▶ PROBLEM: Reproduce the listing below without any change.

▶ DATASET EXTRACT:
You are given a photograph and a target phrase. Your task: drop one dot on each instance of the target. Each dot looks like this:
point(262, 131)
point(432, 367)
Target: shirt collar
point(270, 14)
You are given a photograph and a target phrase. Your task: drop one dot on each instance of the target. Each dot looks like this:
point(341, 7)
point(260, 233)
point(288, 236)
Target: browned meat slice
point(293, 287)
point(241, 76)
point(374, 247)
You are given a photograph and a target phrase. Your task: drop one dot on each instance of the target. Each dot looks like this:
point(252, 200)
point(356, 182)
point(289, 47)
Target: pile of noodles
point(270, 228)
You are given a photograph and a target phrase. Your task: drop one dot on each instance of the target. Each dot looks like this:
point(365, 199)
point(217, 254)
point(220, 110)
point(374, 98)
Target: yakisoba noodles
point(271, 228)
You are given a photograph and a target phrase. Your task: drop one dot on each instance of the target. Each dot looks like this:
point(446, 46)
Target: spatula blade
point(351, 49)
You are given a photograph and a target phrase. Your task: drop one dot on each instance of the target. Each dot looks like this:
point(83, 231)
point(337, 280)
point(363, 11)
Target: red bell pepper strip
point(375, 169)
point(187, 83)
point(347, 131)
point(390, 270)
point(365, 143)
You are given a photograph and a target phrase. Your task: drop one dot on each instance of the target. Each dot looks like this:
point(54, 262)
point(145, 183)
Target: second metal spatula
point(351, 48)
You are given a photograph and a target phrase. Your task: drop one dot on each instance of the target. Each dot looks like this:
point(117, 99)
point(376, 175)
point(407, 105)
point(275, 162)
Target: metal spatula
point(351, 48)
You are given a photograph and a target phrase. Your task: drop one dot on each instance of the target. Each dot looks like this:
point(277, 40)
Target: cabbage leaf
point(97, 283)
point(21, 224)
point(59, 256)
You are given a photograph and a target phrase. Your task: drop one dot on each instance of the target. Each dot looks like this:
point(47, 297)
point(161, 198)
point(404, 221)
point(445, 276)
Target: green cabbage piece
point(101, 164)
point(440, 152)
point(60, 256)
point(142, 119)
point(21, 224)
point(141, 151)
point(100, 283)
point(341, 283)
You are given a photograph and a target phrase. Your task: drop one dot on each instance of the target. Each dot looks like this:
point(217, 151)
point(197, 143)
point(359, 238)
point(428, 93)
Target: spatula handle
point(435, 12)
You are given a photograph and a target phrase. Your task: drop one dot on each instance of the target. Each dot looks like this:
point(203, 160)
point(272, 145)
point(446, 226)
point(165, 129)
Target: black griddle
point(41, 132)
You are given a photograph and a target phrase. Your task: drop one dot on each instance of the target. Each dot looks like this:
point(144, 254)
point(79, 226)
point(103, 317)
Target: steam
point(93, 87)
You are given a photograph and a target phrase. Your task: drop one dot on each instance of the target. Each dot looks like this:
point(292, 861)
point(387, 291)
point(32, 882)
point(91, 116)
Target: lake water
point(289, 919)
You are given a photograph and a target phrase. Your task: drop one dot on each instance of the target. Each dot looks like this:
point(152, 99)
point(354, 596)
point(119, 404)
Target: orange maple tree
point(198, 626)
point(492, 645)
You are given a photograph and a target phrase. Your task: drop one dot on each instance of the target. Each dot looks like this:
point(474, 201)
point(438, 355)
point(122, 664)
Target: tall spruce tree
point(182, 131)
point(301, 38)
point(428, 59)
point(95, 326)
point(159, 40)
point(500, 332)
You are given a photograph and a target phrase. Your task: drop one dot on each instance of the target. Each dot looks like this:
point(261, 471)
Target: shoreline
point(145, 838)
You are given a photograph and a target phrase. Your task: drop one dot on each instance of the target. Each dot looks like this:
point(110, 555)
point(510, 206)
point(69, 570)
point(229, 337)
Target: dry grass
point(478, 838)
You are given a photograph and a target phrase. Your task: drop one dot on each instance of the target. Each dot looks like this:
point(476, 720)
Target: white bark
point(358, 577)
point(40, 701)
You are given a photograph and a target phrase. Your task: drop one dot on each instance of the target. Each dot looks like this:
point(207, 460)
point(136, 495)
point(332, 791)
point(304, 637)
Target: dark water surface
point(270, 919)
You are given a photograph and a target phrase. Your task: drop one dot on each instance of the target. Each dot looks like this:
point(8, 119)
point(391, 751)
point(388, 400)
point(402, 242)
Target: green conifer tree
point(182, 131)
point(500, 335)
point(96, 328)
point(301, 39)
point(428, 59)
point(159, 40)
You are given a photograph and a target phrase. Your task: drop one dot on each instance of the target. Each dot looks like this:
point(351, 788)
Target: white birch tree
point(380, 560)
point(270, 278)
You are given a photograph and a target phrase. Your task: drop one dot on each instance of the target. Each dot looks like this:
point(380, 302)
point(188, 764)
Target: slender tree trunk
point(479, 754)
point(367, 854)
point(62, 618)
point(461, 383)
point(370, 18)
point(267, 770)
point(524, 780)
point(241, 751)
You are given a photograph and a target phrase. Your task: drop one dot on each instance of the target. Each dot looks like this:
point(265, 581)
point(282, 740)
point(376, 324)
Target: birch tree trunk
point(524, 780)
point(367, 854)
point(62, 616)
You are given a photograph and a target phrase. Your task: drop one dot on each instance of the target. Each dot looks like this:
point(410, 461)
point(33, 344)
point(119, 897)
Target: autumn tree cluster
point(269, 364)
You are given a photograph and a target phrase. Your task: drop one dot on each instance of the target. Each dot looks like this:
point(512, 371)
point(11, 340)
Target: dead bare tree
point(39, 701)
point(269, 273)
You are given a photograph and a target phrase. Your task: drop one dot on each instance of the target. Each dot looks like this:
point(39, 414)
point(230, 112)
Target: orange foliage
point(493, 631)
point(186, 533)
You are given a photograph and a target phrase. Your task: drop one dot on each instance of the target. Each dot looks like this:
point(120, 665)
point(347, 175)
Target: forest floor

▶ TASK ANSWER:
You are given a photograph and a target phrase. Your task: drop one dot on each instance of the target. Each dot looks like this:
point(262, 131)
point(432, 367)
Target: shirt collar
point(270, 14)
You are given a photograph and a target phrase. Your task: drop one dot on each instance of the target. Each dot looks like this:
point(341, 7)
point(260, 233)
point(288, 236)
Target: browned meat slice
point(293, 287)
point(241, 76)
point(374, 247)
You are given a photograph and a target phrase. Your task: drop one dot on each instance of the target. Each dot looks like this:
point(252, 200)
point(356, 182)
point(289, 47)
Target: pile of noodles
point(270, 228)
You are given a photograph and a target phrase. Your task: drop one dot on each instance of the target. Each dot looks like this:
point(365, 199)
point(217, 254)
point(220, 110)
point(374, 98)
Target: yakisoba noodles
point(271, 228)
You are given a photograph and a target phrase. Your task: drop one dot on each instance of the target. Each dot looks like this:
point(446, 46)
Target: spatula blade
point(351, 49)
You are given a photograph and a target phrase. Your task: drop one dot on each instance of the target. Each dot looks like this:
point(83, 231)
point(337, 280)
point(363, 11)
Target: red bell pepper strip
point(375, 169)
point(187, 83)
point(347, 131)
point(390, 270)
point(365, 143)
You are given a photograph and a target phrase. Your task: drop one dot on each instance of the target. Each dot looks like this:
point(54, 262)
point(145, 183)
Target: second metal spatula
point(351, 48)
You are given a photograph and a target phrase. Your task: drop one dot on each instance of the target. Each dot looks like this:
point(117, 99)
point(376, 175)
point(407, 105)
point(275, 162)
Target: metal spatula
point(351, 48)
You are given a photograph and a target phrase. Your task: drop one dot on each instance of the target. Each dot looks like this:
point(277, 40)
Target: cabbage leaf
point(97, 283)
point(21, 224)
point(59, 256)
You are given a photograph and a target phrase. Your task: drop one dot on each instance of the target. Each dot looks like this:
point(47, 297)
point(161, 198)
point(404, 221)
point(445, 276)
Target: green cabbage piece
point(101, 164)
point(440, 152)
point(60, 256)
point(142, 119)
point(21, 224)
point(141, 151)
point(100, 283)
point(341, 283)
You are given a photograph and a target phrase. Your task: drop one dot on each instance of the target. Each dot looks like this:
point(217, 151)
point(197, 143)
point(359, 238)
point(428, 93)
Target: spatula handle
point(435, 12)
You are given a photograph and a target phrase. Your task: drop one dot on each instance of the target. Each dot looks like this:
point(203, 160)
point(272, 145)
point(446, 226)
point(165, 129)
Target: black griddle
point(41, 132)
You are given a photograph and a target phrase. Your task: drop one dot on each instance of the target. Each dot looks like this:
point(144, 254)
point(79, 226)
point(103, 317)
Target: steam
point(93, 87)
You are given a photograph and a target phrase. Your task: drop one dot on each instance of the target. Each dot looks like this:
point(292, 861)
point(387, 291)
point(32, 882)
point(91, 116)
Target: lake water
point(289, 919)
You are given a photograph and a target phrase. Your task: drop one dot on each instance of the target. Each dot looks like this:
point(152, 99)
point(354, 596)
point(119, 404)
Target: orange maple tree
point(198, 626)
point(492, 645)
You are given a photograph and a target phrase. Your task: drop one dot on each instance of the target. Each dot looks like this:
point(474, 201)
point(438, 355)
point(122, 664)
Target: tall spruce tree
point(182, 131)
point(301, 38)
point(428, 59)
point(95, 326)
point(159, 40)
point(500, 332)
You are given a photograph and a target phrase. Your task: drop one dot on each instance of the target. Each dot looks like this:
point(261, 471)
Target: shoreline
point(145, 838)
You are given a photograph and a target phrase. Your task: drop one dot on each instance of the target. Each dot looks like this:
point(110, 555)
point(510, 206)
point(69, 570)
point(229, 337)
Target: dry grass
point(478, 838)
You are given a photograph and a target phrase. Your task: drop one dot on each instance of the target. Each dot looks like this:
point(476, 720)
Target: white bark
point(358, 577)
point(40, 701)
You are given a photograph and a target phrase. Your task: drop one dot on each instance of the target. Each dot looks like this:
point(207, 460)
point(136, 495)
point(332, 791)
point(304, 637)
Target: dark water surface
point(270, 919)
You are given a photograph and a target phrase. Your task: drop one dot on each instance of the target. Each dot looks like this:
point(8, 119)
point(391, 751)
point(388, 400)
point(402, 242)
Target: green conifer tree
point(182, 131)
point(500, 335)
point(96, 328)
point(301, 39)
point(428, 59)
point(159, 40)
You are given a photograph and a target phrase. Your task: drop one dot on each instance of the target. Each dot looks like this:
point(351, 788)
Target: white birch tree
point(380, 560)
point(270, 278)
You are given a photograph and a target phrase. Your task: drop one dot on each instance of the target. Each dot looks like this:
point(380, 302)
point(188, 764)
Target: slender tree trunk
point(479, 754)
point(367, 854)
point(62, 618)
point(461, 383)
point(370, 18)
point(267, 770)
point(524, 780)
point(241, 751)
You are given a photograph and a target phrase. Your task: drop one dot on each instance of the target. Each dot looks like this:
point(265, 581)
point(282, 740)
point(376, 324)
Target: birch tree trunk
point(524, 780)
point(367, 854)
point(62, 616)
You are given a photograph and a target phrase. Your task: drop one dot on each instance of the target. Each dot looks like this:
point(410, 461)
point(33, 344)
point(119, 897)
Target: autumn tree cluster
point(269, 364)
You are given a photograph and a target phrase. Your task: drop one dot on each instance of the target. Each dot looks like this:
point(512, 371)
point(11, 340)
Target: dead bare tree
point(39, 701)
point(269, 273)
You are given a photograph and a target phrase. Your task: drop one dot on each instance of the target. Each dot looks like this:
point(39, 414)
point(230, 112)
Target: orange foliage
point(493, 631)
point(186, 533)
You are given a photograph and a target phrase. Your task: drop one dot on each instance of the target. Each dot looks like this:
point(120, 665)
point(347, 175)
Target: forest floor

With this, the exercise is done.